## Listed records
⟨

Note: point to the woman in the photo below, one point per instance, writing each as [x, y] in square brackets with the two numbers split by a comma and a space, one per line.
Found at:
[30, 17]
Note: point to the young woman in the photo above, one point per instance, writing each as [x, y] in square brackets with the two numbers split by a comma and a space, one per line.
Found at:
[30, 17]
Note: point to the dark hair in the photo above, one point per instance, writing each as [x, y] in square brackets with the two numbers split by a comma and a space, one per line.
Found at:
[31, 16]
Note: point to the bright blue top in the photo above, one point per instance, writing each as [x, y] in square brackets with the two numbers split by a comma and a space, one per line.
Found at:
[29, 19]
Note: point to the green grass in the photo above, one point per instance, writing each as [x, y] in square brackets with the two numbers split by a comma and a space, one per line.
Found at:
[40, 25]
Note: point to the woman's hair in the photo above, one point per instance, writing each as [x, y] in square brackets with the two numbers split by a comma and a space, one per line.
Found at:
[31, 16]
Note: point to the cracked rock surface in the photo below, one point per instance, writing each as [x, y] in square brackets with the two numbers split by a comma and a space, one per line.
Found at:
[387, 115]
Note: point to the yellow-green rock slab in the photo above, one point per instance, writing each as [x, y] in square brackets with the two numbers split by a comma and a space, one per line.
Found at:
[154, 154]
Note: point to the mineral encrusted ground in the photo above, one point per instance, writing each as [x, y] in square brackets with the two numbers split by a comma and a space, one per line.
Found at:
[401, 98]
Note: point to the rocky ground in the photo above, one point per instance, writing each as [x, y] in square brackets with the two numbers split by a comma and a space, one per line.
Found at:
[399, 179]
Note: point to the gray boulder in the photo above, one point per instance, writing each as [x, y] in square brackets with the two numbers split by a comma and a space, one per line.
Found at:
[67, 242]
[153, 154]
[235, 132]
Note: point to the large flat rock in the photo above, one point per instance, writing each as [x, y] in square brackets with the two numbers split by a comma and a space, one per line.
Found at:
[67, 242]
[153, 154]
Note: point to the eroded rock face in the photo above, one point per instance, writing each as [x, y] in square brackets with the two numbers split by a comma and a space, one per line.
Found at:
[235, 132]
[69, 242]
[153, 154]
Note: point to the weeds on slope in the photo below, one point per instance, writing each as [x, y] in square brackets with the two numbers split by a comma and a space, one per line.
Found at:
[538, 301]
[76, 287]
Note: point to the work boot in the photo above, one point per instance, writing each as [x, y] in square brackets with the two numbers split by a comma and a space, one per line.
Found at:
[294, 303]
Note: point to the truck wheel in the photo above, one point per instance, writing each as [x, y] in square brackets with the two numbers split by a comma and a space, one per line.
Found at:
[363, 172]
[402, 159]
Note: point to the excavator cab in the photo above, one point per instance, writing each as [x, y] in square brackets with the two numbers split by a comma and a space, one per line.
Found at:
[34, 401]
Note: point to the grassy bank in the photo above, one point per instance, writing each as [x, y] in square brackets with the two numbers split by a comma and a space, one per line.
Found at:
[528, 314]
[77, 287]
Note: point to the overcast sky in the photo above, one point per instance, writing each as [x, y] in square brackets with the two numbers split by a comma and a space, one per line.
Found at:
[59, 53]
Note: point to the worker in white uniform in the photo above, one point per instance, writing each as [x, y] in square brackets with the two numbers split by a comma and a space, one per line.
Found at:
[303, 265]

⟩

Only the lines from the one containing "Note: point to the large" to the end of the records should be repeated, exactly as they appear.

## Solved problem
Note: point to the large flat rock in the photo above, one point per instance, writing each as [x, y] in square brackets with the two numbers split by a comma and a space, one per line.
Found at:
[67, 242]
[153, 154]
Note: point to the eroded rock face in the photo above, one point per instance, writing each as [x, y] in square brackets with the two numbers split by a comma and a space, one per line.
Found at:
[235, 132]
[69, 242]
[153, 154]
Note: point to the weeds on slope in the photo below, one point per instance, writing each as [x, y] in square brackets with the two numbers split by a comma and a space, one per line.
Found at:
[538, 301]
[76, 287]
Note: point to the work boot in the photo above, one point per instance, writing each as [x, y] in square brackets with the two numbers split by a comma and a space, one per line.
Found at:
[294, 303]
Note: point to the truck wheel in the photo above, one point per instance, writing each as [x, y] in square brackets with the two numbers split by a comma and a space, one per line.
Found at:
[363, 172]
[402, 159]
Note: point to the excavator cab in the photo above, one point per instance, writing each as [x, y] in square brackets with the two numbers split by a comma and a space, one per line.
Found at:
[34, 401]
Note: point to the grassy bank in the photo above, one point per instance, writing each as [x, y] in square brackets with the two numbers split by a comma and a space, one per line.
Found at:
[528, 314]
[77, 287]
Note: point to the overcast sky in the photo above, one point per instance, writing each as [x, y] in square brackets with the two numbers split by a comma and a space, one per line.
Found at:
[59, 53]
Note: point to the worker in white uniform in the photo above, one point per instance, writing each as [x, y] in square brackets with the two numbers split by a comma and a space, one per line.
Found at:
[303, 265]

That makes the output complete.